A Glass Plant Shows How US Can Revive Manufacturing

Rising imports of glass containers are just one sign of how the US lost its manufacturing culture. The value of glass-container imports has more than doubled to $1.7 billion in the last two decades from $660 million. The trade deficit for glass containers has tripled to $1.4 billion over the same period.

Local manufacturers of glass containers should have advantages over imports from halfway around the world. The shape of empty bottles, jars and other glass recipients means the shipper is moving a lot of air along with the product. Glass is heavy and obviously breakable, requiring extra packing materials during transportation. Moreover, the raw materials are basic and readily found in the US: sand, limestone and sodium carbonate, more commonly known as soda ash. Blowing glass has been around for millennia, and the industry is often one of the original manufacturing activities of nations. In other words, it has deep local roots.

José de Diego Arozamena, the chief executive officer of Arglass, is trying to tap back into those roots and claw back US market share with a new factory that’s operated in large part by machine-learning software and lots of robots. His strategy could cut across many industries seeking to reshore and demonstrate that the US — through technology and automation — can reestablish itself as a producer of goods, not just a creator or designer of products that are then made by foreign companies.

The lack of self-sufficiency in glass bottle production isn’t a national security problem, like China’s near monopoly on rare earth metals, but it depicts how the country dropped the ball on manufacturing. Concern about glass-container imports may have sounded like a waste of time in the 1980s. After all, plastic was seen as a cheaper, more flexible alternative. And more than four decades ago people weren’t worried about the micro plastics turning up in the fish they ate.
________________________________________
(Work instructions):
A. Decide whether each statement below agrees with the article on glass-container manufacturing: (i) the value of glass-container imports more than doubled over the last two decades; (ii) the trade deficit for glass containers doubled over the same period; (iii) the article calls the lack of self-sufficiency in glass bottle production a national security problem. For each, answer yes or no and quote the deciding words.
B. According to the article on glass-container manufacturing, which raw materials are used to make glass?
C. Carry on the article on glass-container manufacturing from its last sentence.

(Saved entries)
________________________________________
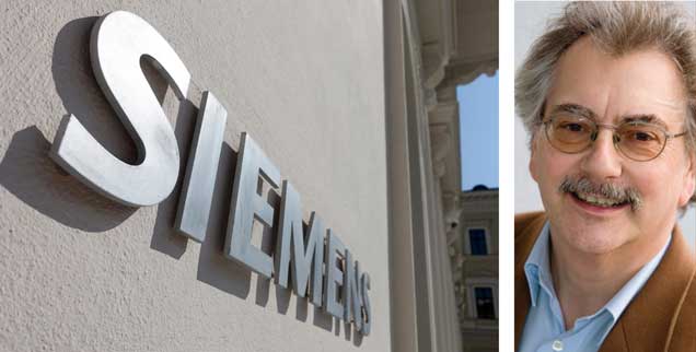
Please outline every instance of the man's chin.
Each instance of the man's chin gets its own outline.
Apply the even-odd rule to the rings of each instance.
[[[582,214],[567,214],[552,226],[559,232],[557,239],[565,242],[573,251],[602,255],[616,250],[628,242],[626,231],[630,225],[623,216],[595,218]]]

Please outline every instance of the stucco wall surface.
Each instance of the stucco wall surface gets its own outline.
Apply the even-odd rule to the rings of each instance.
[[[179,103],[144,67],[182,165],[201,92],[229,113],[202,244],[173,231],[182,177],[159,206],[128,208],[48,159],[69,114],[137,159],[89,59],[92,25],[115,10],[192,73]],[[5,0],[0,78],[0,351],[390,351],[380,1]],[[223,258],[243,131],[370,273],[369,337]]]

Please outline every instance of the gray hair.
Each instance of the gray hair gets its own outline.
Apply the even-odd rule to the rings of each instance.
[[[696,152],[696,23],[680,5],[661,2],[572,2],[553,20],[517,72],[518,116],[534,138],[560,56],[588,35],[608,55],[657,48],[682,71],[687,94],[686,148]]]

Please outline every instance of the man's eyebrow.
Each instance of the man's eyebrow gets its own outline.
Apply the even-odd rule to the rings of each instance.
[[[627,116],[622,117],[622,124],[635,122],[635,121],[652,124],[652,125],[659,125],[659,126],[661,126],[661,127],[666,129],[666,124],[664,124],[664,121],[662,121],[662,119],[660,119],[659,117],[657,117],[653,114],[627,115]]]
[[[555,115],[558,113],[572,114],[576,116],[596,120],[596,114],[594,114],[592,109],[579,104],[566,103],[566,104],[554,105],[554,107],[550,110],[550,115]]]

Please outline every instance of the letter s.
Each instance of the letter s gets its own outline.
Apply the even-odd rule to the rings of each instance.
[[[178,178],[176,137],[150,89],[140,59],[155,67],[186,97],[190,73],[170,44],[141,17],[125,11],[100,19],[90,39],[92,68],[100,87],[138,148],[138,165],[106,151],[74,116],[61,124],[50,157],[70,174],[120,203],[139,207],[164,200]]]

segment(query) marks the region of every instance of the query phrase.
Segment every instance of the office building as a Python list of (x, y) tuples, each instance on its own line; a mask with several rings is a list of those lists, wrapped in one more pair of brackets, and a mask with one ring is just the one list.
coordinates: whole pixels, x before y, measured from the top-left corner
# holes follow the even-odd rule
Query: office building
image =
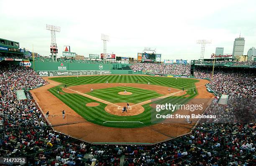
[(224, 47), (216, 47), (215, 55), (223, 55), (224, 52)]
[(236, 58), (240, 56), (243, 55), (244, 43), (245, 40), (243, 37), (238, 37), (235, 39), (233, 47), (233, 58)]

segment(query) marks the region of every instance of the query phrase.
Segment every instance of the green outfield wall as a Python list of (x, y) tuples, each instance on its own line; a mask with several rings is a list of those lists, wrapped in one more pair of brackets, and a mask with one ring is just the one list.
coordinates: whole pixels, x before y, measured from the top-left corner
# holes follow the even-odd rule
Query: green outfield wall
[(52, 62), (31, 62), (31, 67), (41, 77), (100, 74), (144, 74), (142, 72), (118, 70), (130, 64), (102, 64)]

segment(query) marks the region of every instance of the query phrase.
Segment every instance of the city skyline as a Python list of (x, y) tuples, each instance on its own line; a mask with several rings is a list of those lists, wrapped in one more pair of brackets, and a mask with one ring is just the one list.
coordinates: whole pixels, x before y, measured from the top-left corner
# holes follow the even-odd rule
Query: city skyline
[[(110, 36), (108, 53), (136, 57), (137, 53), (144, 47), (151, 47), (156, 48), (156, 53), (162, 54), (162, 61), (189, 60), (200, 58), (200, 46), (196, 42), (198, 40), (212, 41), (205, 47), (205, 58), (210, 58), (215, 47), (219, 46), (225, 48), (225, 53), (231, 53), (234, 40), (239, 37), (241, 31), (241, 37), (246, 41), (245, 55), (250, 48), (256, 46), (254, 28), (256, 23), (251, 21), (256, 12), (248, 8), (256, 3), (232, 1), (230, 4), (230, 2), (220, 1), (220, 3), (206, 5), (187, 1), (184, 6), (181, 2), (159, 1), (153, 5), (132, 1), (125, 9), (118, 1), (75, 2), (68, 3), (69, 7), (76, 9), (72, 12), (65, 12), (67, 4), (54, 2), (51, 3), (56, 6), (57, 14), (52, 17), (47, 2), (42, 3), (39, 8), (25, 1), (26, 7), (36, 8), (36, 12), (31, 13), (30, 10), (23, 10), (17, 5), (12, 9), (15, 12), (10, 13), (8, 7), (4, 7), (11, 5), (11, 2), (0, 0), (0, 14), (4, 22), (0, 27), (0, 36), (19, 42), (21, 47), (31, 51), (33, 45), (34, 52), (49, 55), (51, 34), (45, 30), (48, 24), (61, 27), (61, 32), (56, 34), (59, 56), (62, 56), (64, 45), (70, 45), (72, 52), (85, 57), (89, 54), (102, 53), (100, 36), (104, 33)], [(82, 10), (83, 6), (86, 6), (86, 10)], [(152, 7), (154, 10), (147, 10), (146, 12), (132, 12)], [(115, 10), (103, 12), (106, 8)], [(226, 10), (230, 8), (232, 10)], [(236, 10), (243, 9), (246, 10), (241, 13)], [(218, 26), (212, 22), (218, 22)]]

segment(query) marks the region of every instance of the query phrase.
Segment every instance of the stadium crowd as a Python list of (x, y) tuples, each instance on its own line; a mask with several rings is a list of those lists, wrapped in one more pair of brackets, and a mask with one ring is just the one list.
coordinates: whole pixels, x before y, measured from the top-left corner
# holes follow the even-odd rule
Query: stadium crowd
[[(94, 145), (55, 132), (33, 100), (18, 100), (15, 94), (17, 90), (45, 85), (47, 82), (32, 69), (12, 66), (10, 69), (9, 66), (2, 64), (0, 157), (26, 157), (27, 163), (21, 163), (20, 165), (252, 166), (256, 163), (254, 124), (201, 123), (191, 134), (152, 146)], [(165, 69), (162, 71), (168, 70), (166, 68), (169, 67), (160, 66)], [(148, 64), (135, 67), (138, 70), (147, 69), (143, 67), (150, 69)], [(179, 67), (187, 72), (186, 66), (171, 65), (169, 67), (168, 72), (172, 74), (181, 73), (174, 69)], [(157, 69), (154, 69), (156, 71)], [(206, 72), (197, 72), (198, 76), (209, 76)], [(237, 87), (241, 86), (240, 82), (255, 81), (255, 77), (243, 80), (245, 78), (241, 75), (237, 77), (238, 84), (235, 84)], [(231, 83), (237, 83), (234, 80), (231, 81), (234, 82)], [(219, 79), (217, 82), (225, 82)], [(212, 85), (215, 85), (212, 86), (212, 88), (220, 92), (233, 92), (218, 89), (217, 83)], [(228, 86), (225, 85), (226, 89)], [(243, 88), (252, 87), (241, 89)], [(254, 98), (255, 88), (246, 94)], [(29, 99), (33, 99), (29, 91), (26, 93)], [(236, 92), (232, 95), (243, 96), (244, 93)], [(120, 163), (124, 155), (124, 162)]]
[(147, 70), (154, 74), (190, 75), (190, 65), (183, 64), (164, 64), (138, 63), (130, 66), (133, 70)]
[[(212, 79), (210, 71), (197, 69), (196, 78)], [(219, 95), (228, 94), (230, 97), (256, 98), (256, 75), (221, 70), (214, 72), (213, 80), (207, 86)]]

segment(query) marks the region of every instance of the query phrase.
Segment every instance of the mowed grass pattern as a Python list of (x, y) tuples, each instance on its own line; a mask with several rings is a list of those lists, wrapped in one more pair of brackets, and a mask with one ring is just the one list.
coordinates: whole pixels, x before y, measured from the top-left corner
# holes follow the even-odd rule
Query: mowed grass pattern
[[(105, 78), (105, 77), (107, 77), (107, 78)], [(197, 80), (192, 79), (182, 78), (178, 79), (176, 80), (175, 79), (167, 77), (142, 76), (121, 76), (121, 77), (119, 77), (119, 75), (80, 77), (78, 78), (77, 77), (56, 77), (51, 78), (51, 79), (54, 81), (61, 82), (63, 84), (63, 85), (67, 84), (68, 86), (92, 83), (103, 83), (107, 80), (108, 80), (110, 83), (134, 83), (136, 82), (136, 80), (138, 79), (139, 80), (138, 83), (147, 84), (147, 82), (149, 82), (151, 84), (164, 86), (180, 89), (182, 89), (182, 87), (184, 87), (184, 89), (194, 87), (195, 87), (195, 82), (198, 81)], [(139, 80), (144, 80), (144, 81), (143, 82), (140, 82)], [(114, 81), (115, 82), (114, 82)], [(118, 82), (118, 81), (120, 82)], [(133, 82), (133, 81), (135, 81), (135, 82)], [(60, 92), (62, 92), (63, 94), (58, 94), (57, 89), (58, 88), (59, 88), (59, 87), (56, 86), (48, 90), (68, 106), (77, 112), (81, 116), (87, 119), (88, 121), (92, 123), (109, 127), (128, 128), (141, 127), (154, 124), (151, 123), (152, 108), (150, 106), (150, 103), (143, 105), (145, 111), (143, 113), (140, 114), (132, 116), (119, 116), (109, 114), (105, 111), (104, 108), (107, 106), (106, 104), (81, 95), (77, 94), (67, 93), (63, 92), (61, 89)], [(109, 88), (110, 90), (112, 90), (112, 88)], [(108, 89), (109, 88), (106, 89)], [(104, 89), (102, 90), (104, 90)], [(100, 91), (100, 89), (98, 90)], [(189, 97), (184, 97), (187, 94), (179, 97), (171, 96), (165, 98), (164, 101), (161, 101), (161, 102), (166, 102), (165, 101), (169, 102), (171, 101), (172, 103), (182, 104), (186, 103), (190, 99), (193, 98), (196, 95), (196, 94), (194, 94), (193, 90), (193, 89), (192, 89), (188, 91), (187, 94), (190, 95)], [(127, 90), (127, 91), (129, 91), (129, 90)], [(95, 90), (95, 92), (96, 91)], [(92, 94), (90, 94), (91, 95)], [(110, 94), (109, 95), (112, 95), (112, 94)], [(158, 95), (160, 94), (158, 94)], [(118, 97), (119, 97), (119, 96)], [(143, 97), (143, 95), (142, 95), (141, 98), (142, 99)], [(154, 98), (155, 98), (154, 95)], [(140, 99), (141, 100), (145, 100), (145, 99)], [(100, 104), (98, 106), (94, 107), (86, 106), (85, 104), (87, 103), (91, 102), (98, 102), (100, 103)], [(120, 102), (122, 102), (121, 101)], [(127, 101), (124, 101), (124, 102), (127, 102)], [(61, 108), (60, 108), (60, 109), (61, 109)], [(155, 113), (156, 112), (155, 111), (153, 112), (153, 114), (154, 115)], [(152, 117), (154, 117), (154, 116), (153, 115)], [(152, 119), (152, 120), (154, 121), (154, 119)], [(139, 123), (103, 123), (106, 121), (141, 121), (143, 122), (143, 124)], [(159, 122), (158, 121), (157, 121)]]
________________________________________
(Task results):
A.
(i) Yes: "The value of glass-container imports has more than doubled to $1.7 billion in the last two decades from $660 million."
(ii) No: "The trade deficit for glass containers has tripled to $1.4 billion over the same period."
(iii) No: "The lack of self-sufficiency in glass bottle production isn’t a national security problem"

B. Sand, limestone and sodium carbonate, more commonly known as soda ash.

C.
At that time, there also was a belief that inexpensive imports were great because they ease inflation. Besides, the US really didn’t need to compete with low-wage countries for these types of dirty jobs. Instead, all kids were expected to go to college and seek the riches of a service economy. That thinking ended up hollowing out US manufacturing. The wake-up call didn’t hit with full force until the pandemic revealed how reliant the US had become on foreign nations — especially China — for most of the products that we used to manufacture. US supply chains now have large holes, which make it difficult for companies to build plants here without having to import components.

Supply-chain resiliency became a priority during the pandemic, and President Donald Trump’s tariffs have hammered home this lesson. This is actually a good time to bring factories back. Technology, including software and automation, have reduced the labor component of manufacturing that before required many tedious manual tasks.